Prompt | Beginning at the first line of the data, print each line exactly, stopping after the line that contains "Target: overcast cloud mass".

Data extract |

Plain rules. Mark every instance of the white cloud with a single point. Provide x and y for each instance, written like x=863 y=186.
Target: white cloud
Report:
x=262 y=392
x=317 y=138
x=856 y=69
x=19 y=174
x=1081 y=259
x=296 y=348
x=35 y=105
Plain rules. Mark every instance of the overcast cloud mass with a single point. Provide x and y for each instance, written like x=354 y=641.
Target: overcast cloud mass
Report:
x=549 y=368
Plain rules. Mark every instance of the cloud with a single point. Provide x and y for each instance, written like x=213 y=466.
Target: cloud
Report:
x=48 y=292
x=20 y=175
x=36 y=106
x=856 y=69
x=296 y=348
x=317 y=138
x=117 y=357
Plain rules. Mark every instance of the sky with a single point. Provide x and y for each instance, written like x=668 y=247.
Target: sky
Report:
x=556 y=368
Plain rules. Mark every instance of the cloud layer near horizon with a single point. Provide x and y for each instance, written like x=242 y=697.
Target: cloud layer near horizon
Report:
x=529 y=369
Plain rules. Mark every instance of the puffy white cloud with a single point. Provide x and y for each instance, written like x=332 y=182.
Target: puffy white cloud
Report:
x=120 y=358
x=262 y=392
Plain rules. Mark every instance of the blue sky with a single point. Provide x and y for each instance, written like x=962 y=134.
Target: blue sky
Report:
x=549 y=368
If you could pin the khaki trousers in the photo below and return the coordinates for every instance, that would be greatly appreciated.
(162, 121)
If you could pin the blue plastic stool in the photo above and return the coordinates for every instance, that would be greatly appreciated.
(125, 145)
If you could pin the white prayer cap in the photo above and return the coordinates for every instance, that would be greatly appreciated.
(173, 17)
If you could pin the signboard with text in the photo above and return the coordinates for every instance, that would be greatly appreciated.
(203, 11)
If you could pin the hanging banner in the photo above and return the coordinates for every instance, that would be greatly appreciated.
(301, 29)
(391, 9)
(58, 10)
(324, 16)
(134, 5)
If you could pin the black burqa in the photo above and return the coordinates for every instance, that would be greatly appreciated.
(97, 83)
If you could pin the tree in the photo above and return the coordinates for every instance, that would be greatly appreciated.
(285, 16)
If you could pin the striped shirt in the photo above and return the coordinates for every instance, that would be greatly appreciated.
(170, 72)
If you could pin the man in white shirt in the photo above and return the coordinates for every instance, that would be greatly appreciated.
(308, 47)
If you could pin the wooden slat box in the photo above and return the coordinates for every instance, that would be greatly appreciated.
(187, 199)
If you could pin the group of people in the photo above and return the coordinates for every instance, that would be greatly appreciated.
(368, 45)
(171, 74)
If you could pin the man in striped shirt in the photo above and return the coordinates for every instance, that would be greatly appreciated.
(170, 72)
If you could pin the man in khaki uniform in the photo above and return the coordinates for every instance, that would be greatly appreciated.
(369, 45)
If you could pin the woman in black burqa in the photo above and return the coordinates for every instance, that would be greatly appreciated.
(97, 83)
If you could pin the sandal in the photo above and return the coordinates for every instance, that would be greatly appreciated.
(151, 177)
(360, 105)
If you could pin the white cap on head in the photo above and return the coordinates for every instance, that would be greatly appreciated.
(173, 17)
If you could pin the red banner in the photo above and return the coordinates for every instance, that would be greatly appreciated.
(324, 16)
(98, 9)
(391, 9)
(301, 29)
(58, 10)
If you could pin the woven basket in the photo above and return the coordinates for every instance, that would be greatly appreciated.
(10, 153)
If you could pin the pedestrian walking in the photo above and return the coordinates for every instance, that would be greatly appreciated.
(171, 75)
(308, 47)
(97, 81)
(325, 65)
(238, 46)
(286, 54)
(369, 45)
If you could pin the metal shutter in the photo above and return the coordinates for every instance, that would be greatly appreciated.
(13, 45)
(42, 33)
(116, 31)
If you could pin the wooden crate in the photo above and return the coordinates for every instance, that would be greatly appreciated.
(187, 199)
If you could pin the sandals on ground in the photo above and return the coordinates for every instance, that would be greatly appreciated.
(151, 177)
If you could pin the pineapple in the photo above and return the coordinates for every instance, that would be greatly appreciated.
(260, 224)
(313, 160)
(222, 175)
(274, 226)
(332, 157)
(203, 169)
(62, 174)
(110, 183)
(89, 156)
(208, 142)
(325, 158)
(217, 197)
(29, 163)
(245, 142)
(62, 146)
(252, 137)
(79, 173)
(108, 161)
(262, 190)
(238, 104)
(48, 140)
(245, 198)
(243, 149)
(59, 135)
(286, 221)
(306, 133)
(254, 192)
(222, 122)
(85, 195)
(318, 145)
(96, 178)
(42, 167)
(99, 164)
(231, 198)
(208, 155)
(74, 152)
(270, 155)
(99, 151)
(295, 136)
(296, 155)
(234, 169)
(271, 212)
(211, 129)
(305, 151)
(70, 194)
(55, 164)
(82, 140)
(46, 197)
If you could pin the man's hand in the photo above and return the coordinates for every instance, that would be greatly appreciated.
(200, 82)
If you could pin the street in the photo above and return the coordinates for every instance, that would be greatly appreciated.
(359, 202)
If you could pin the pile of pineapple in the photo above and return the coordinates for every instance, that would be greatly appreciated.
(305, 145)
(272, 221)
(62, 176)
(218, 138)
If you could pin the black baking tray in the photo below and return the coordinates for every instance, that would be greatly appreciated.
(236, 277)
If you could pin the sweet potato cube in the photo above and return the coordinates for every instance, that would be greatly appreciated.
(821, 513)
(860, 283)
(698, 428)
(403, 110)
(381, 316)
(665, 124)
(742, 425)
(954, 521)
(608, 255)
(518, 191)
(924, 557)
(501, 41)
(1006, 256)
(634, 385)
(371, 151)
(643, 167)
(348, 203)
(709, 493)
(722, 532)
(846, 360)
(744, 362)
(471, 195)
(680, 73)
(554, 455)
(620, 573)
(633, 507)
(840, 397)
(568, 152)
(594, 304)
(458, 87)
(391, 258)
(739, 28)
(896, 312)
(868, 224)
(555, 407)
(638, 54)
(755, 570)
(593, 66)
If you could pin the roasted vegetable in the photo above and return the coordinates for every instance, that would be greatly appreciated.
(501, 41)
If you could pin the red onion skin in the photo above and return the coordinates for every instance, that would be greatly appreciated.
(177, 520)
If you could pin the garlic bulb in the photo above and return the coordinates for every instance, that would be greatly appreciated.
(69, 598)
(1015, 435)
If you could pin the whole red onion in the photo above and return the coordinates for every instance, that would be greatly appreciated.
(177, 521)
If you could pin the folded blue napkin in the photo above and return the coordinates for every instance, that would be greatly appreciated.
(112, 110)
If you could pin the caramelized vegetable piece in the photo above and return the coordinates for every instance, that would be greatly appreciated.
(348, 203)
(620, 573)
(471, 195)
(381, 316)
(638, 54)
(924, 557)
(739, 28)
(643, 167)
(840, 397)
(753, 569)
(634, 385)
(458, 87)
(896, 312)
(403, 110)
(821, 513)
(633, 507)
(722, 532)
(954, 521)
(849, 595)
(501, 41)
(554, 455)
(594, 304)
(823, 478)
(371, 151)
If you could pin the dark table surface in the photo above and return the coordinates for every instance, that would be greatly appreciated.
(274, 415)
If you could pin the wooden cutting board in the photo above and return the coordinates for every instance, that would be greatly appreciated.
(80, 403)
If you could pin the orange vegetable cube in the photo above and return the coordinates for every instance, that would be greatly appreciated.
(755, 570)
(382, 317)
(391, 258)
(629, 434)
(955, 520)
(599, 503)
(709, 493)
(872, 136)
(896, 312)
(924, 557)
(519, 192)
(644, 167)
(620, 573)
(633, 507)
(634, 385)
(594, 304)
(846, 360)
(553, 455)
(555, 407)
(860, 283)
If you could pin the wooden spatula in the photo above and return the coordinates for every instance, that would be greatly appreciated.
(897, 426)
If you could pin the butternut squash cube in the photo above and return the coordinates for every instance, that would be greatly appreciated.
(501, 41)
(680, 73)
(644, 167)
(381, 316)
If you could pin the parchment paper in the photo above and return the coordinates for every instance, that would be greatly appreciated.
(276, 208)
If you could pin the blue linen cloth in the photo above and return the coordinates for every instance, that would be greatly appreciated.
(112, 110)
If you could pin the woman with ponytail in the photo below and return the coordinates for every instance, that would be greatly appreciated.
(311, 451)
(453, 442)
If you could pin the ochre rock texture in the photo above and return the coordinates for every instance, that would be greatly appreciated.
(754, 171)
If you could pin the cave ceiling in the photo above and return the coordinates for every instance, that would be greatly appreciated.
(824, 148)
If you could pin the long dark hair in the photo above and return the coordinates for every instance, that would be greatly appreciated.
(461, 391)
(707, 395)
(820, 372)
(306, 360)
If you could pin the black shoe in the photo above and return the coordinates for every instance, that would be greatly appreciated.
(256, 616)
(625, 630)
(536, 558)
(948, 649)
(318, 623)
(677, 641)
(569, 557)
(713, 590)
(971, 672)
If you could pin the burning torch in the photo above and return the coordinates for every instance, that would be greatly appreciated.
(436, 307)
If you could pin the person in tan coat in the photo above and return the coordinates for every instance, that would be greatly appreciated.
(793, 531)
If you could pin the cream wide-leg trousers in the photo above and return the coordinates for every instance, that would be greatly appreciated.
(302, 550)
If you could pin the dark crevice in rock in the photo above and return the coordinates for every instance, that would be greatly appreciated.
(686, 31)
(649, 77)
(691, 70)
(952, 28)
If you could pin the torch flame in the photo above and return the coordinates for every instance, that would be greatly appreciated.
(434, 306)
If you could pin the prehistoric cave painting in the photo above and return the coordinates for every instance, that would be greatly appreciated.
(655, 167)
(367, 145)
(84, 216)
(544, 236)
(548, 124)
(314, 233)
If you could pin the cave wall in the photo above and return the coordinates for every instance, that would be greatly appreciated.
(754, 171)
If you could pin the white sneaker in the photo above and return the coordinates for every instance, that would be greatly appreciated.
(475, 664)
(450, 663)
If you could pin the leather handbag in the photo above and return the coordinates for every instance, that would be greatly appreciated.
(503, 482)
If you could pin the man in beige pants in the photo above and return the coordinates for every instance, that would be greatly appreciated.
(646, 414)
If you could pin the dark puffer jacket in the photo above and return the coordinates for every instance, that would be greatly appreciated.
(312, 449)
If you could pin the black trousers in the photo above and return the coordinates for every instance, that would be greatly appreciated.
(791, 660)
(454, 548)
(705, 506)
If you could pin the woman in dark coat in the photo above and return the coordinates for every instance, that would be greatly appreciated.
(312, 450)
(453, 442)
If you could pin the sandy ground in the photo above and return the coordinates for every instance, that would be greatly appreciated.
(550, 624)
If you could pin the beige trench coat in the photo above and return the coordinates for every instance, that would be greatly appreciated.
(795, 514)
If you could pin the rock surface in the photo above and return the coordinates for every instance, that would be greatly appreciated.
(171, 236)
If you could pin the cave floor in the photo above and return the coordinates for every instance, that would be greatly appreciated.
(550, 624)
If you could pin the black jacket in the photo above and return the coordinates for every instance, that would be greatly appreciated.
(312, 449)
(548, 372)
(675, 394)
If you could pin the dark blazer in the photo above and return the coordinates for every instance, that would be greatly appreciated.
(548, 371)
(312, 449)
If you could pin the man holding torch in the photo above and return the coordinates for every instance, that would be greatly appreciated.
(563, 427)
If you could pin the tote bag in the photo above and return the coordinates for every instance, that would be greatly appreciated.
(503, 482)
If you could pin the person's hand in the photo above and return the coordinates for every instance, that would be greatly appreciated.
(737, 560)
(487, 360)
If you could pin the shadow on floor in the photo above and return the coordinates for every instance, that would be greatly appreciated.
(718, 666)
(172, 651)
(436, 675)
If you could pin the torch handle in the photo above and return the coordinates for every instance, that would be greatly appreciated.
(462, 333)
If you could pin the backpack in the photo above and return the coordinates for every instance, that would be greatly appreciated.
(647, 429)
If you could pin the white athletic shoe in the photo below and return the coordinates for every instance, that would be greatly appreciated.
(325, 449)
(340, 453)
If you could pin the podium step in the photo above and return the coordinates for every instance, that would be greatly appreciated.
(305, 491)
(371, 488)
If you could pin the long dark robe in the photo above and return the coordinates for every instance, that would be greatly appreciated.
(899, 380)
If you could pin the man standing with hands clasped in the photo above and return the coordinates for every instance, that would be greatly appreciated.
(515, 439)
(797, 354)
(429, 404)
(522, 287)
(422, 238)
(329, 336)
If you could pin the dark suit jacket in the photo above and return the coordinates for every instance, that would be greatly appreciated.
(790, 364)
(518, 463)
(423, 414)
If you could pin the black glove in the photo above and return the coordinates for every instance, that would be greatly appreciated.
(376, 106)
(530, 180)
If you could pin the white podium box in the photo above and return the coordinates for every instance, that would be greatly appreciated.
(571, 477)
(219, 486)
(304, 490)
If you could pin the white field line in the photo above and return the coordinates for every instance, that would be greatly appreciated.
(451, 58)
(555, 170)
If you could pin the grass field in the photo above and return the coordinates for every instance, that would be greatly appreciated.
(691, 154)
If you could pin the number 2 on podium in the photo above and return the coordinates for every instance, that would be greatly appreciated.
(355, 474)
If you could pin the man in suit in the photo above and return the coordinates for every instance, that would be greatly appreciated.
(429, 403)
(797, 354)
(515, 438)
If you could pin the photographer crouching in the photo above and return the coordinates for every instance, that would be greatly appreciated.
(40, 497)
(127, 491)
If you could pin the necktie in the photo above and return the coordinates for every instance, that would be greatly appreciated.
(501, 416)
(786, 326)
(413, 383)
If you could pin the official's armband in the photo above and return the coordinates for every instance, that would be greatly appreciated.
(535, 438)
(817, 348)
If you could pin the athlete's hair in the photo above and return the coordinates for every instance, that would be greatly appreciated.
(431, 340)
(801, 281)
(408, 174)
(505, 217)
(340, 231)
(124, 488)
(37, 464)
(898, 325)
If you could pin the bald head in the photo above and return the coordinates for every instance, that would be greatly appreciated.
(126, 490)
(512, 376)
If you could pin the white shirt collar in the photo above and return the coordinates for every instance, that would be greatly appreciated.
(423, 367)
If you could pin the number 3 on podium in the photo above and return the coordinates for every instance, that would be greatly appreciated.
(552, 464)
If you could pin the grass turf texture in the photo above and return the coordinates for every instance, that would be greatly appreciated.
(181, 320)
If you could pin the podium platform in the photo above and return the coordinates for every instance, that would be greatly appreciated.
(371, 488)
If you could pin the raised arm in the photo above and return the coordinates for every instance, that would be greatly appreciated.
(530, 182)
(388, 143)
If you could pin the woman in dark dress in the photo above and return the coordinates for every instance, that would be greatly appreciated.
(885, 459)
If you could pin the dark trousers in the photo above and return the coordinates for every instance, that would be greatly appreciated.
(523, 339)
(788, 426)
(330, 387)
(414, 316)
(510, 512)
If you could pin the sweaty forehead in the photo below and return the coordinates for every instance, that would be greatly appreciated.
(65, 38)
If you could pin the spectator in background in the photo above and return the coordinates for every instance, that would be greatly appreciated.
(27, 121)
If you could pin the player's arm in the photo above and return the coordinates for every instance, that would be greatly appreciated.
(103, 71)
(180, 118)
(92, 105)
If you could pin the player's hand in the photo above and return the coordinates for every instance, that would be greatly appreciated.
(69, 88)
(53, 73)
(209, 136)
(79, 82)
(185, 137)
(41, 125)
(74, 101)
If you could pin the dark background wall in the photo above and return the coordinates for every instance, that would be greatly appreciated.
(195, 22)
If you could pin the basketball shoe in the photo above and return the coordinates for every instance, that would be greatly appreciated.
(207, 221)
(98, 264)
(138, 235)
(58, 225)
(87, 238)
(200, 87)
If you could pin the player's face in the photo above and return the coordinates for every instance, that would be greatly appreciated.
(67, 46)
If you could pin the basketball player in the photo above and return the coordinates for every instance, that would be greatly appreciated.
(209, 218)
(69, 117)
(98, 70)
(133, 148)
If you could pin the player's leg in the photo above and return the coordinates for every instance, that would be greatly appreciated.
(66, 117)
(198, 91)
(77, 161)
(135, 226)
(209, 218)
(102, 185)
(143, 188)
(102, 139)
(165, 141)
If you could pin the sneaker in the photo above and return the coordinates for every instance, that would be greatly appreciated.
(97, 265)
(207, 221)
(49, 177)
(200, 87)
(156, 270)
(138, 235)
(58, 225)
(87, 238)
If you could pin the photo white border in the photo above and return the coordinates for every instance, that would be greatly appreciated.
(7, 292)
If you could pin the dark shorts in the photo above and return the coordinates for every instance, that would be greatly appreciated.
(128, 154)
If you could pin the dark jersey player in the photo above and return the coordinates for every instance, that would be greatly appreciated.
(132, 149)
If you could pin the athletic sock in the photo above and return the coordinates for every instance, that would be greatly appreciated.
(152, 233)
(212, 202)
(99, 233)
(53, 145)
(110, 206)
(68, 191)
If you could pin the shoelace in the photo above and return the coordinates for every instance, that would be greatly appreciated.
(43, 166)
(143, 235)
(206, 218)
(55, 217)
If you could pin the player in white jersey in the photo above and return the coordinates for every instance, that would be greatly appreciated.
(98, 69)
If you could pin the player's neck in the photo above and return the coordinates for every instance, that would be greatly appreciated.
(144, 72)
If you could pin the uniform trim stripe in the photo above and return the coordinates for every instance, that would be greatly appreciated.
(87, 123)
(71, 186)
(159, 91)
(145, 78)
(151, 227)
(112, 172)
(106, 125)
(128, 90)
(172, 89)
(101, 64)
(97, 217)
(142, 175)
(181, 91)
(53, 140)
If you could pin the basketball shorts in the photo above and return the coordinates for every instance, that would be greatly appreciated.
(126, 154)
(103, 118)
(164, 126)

Solution to the problem |
Plain rules. Mark every instance of the white cloud with a single point. Provide x and y for each instance, written like x=863 y=186.
Target: white cloud
Report:
x=262 y=392
x=317 y=138
x=856 y=69
x=19 y=174
x=1081 y=259
x=296 y=348
x=35 y=105
Plain rules. Mark every instance of the overcast cloud mass with a single point. Provide x and y for each instance, written like x=354 y=641.
Target: overcast cloud mass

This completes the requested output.